WHAT YOU SHOULD DO:
Convert the listing, from its first line through the line containing "[175,264,218,428]", into a JSON list of strings, one string per line and blank lines omitted.

RAW DATA:
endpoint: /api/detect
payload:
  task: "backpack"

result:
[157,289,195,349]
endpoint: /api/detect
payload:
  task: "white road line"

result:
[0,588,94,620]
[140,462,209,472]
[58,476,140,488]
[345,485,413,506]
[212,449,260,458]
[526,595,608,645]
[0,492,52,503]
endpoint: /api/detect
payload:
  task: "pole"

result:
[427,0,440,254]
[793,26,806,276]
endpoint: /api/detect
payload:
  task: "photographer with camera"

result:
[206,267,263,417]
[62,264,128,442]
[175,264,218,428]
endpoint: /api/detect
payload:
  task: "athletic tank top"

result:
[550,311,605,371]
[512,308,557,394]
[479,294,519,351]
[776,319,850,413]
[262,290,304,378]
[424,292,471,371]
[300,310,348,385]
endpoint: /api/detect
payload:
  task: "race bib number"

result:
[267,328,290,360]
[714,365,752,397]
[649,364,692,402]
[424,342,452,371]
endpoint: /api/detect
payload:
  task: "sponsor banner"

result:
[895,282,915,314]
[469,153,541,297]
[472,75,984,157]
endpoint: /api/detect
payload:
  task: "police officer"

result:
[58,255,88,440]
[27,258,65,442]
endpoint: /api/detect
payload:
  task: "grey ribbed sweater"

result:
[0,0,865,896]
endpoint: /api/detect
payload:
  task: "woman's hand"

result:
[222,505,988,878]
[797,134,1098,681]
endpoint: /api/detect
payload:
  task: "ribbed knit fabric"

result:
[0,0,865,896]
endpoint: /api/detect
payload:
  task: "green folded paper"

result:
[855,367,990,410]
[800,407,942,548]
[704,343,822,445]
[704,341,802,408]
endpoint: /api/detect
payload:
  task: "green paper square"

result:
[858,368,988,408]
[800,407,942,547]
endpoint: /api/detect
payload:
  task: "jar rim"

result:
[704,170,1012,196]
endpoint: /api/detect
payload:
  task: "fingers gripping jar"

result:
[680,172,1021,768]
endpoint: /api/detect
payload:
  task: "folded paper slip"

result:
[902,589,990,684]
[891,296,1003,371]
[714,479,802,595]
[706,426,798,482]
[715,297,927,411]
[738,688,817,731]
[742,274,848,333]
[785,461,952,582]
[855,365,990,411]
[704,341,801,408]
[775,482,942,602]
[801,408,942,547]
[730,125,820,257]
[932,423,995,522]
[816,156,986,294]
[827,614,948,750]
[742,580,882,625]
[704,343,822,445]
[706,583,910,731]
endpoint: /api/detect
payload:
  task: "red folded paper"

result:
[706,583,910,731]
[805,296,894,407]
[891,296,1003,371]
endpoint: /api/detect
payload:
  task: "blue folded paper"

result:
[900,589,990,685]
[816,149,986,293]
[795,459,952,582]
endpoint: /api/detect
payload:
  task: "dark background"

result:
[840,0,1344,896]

ANSWER TO THE PROBLEM:
[
  "endpoint: /api/detect",
  "payload:",
  "  task: \"backpack\"",
  "result:",
  "[157,289,195,349]",
  "endpoint: /api/detect",
  "payload:",
  "  task: \"white road line\"",
  "result:",
  "[0,588,94,620]",
  "[140,462,209,472]",
  "[58,476,140,488]",
  "[345,485,413,506]",
  "[212,449,260,458]",
  "[526,595,608,645]",
  "[0,492,52,503]",
  "endpoint: /api/detect",
  "payload:",
  "  task: \"pole\"",
  "result:",
  "[427,0,440,254]",
  "[793,26,806,276]",
  "endpoint: /api/detect",
  "payload:",
  "  task: \"photographer with camera\"",
  "result:",
  "[206,267,263,417]",
  "[62,264,128,442]",
  "[175,264,218,428]"
]